Objective: Give the records starting with the line that contains "Pick out each instance of the tall" and going on through the line that contains "x=538 y=821" as a two-column CSV with columns input and output, one row per record. Put each record's text under input and its answer under output, each in a single quoted field with line breaks turned into spaces.

# Start of Information supplied

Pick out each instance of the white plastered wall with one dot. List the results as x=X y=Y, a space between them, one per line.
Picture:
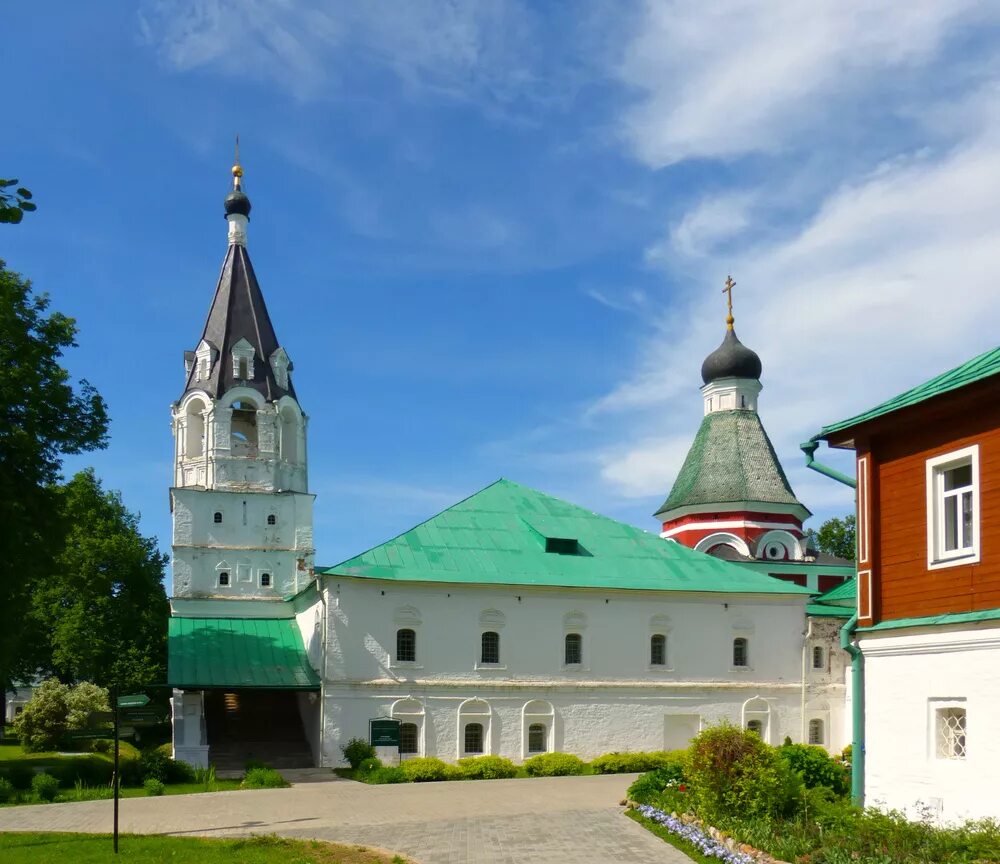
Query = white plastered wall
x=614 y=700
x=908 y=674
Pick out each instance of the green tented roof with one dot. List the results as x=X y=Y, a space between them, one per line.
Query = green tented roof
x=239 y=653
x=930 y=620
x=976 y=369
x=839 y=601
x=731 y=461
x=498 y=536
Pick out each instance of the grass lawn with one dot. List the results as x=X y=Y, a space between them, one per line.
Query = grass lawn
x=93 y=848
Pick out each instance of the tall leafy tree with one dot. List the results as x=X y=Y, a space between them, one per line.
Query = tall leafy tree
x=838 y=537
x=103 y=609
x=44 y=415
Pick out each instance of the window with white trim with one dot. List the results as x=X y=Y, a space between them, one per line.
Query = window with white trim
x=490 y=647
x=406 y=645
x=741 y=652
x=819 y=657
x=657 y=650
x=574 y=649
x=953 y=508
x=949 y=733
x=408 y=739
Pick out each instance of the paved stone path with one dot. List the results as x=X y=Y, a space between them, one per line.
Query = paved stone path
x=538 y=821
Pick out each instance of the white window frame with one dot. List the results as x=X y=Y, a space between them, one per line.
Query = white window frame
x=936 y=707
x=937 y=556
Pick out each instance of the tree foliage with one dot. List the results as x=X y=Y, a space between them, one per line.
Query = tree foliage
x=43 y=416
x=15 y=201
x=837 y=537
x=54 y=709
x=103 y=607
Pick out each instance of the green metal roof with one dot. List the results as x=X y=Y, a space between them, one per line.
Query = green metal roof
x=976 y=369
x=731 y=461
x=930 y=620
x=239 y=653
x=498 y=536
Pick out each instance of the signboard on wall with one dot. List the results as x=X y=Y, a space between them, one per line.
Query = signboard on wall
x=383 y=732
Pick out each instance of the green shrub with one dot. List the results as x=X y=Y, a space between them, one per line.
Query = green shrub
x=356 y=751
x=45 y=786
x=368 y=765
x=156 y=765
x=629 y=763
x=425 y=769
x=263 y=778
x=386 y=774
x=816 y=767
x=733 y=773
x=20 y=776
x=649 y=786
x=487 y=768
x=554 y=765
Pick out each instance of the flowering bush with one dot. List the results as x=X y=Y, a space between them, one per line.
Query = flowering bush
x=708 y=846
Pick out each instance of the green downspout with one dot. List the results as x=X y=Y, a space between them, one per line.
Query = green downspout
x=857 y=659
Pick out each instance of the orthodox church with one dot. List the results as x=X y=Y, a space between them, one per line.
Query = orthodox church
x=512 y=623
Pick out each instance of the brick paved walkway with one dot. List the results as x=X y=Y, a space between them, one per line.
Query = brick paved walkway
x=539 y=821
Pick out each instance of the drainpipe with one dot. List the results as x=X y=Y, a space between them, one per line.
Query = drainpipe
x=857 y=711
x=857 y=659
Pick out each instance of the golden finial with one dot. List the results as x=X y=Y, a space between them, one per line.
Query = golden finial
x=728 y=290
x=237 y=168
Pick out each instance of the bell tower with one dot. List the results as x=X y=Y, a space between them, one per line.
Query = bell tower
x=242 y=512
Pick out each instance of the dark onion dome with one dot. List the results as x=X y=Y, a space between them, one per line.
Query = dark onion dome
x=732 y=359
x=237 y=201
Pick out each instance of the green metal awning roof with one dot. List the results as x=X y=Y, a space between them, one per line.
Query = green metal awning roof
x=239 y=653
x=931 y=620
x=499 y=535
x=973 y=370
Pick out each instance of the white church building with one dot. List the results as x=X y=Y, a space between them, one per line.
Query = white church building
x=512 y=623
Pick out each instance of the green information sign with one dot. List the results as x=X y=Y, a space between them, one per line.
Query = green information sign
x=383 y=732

# End of Information supplied

Final answer:
input,output
"Pick out each instance of the tall leafy tree with one dot. List the results as x=X y=Y, a space between them, one per line. Query = tall leafy tree","x=838 y=537 x=103 y=609 x=44 y=415"
"Pick out each instance of the window with white trim with one dot. List the results as x=X y=Y, a space between them, one per line. Query = window with white trim","x=490 y=647 x=406 y=645 x=741 y=652 x=819 y=657 x=657 y=650 x=574 y=649 x=953 y=508 x=949 y=733 x=408 y=739"
"Pick out each instance of the paved stone path with one dot. List the results as x=X y=Y, a space between them, one per line. Query = paved stone path","x=538 y=821"